##### Records for this exercise #####
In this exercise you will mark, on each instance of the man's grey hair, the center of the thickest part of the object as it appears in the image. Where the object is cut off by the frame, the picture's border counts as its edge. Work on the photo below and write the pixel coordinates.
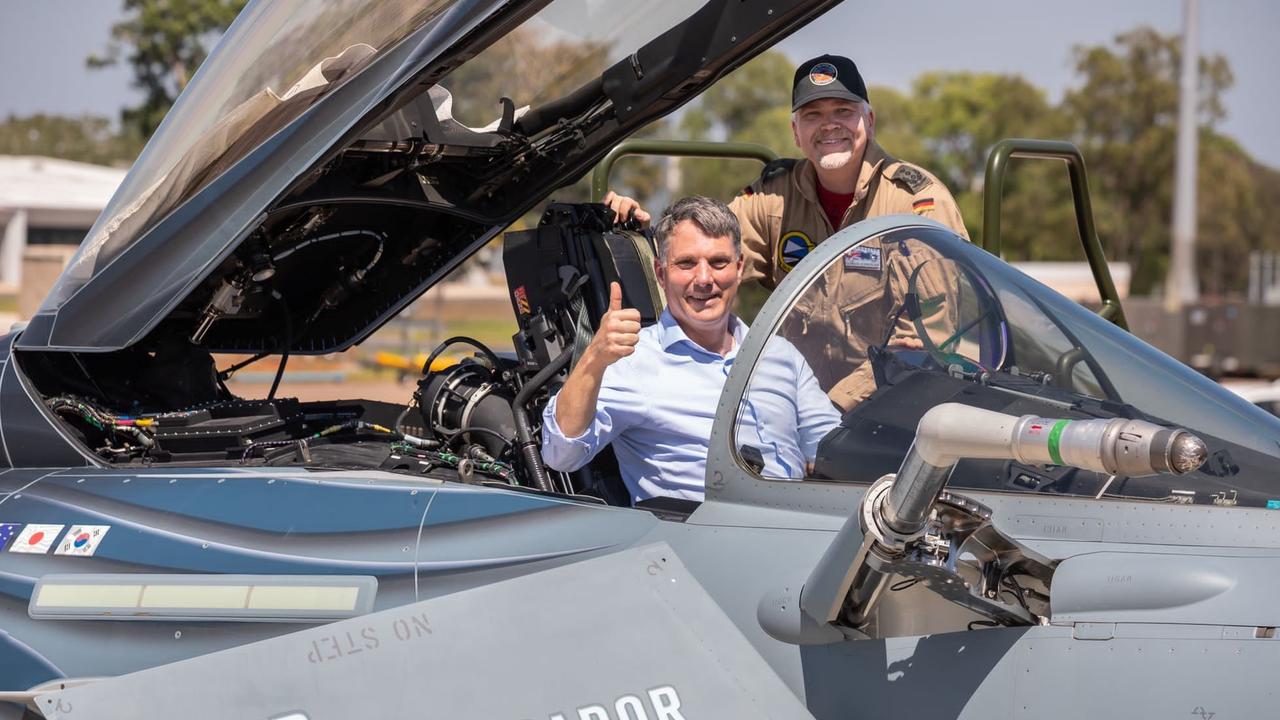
(712, 217)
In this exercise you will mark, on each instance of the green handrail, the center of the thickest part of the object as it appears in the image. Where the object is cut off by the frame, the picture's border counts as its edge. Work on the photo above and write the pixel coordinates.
(673, 149)
(997, 165)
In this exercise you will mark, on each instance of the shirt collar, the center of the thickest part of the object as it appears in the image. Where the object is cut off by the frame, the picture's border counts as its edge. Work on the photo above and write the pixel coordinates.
(670, 333)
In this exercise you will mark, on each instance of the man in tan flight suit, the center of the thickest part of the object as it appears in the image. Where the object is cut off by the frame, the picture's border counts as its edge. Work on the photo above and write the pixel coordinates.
(844, 177)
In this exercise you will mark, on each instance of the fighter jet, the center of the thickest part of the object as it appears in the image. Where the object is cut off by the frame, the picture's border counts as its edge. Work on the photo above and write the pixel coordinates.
(1032, 514)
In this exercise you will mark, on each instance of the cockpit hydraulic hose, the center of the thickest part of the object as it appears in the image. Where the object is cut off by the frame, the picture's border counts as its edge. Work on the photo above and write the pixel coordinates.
(524, 429)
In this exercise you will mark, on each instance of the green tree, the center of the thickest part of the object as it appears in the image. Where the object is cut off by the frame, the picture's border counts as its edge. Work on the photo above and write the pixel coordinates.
(86, 139)
(950, 123)
(1125, 122)
(164, 41)
(752, 104)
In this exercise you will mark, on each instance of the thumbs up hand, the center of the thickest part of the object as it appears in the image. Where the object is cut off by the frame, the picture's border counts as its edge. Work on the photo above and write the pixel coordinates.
(618, 333)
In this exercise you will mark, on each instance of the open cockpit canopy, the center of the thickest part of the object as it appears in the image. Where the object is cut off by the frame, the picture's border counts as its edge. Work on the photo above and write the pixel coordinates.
(332, 160)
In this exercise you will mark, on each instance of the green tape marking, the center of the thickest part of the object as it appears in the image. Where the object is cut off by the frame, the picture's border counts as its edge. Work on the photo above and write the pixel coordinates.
(1054, 437)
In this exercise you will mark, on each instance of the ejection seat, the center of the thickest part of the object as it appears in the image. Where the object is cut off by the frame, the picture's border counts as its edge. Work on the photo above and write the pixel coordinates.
(558, 276)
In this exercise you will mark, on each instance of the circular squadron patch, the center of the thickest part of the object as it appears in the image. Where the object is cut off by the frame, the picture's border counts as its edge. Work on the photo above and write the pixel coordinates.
(822, 73)
(792, 247)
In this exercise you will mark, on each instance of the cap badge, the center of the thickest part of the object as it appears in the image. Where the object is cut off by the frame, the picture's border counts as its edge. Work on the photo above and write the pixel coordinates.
(822, 73)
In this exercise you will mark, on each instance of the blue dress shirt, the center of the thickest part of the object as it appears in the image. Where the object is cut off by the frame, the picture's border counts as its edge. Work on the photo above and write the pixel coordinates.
(657, 408)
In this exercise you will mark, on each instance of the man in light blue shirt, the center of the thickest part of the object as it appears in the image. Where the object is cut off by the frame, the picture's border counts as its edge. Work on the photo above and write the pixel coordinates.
(653, 392)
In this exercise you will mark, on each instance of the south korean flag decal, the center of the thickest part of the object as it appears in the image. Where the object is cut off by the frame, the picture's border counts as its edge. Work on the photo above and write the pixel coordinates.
(792, 247)
(863, 259)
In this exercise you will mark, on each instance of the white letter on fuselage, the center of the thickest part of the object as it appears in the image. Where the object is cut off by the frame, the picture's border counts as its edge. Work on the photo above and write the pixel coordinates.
(666, 703)
(630, 707)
#####
Convert everything above from the line containing "of the open" down to the line containing "(1054, 437)", both ends included, into a Markdown table with a Row column holding the row number and a Line column holding the line itself. Leave out blank lines and cover only that span.

| Row | Line |
|---|---|
| 1 | In this exercise you will mark, on each instance of the open cockpit canopy, the center of the thickest part of the object as it appears in the image. Where the object is cut off by the frame, the picture's border counts as its edge. Work on the photo above and write the pixel coordinates. |
| 2 | (332, 160) |
| 3 | In this exercise you will mark, on each instance of the green tape marking, the center of the thickest part of the object as it appears in the image. Where the object is cut off by the frame, the picture's border counts as its edge. Work on the photo above and write the pixel coordinates. |
| 4 | (1054, 437) |